• READING TEXT:
Shuffling groggily to and from el baño with my flashlight is a nightly event in our Costa Rican Tico casa. Not wanting any surprises from unknown creatures under my bare feet — cockroaches, geckoes, whatever — I shine it on the floor before stepping out of bed. I had been increasingly aware of a resident gecko or two on the ceiling of our bedroom. Kind of amused, I do not feel unfriendly towards them and their seemingly random chirping. Yet, I had come to consider the possibility of a gecko falling on me in the night while I slept, or — perhaps worse — pooping on me. I have been known to awaken from sleep to find myself snoring lightly with my mouth open — yuch, what a revolting possibility this brings to mind! It was with this thought, as I was on my return trip to bed last night, that I casually shone my light at the ceiling and high on the walls in an attempt to locate a critter.

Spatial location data
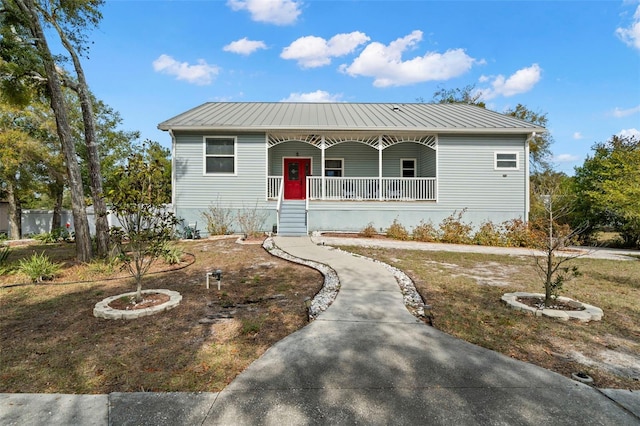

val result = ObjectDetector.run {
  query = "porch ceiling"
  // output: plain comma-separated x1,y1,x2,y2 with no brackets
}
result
267,132,437,150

• WHAT YOU NEED TO DO:
1) In the gecko story, what two things does the narrator worry a gecko might do at night?
2) Write the next part of the gecko story, picking up after its last sentence.

• ANSWERS IN ORDER:
1) Fall on the narrator during sleep, or poop on the narrator.

2)
I was instantly startled awake by the appearance in my beam of a critter! Not a gecko but an enormous scorpion sprawled across the wall above where my sleeping head had lain not minutes before! The scream was out of me and Aaron was on his feet — it seemed in the same millisecond — well before he was awake. When he spotted the intruder, his horror mirrored mine. After all, Aaron is an actual arachnophobe. At that point everything went into a whirl — we decided without words that it would have to die, since there was no safe way to trap such a huge, dangerous beast. In a fluster of brooms and scuttling and tumbling and scrambling-into-hiding scorpion, and prancing and shrieking people — which I am positive lasted at least an hour — the scorpion eventually lost the battle of hide and seek.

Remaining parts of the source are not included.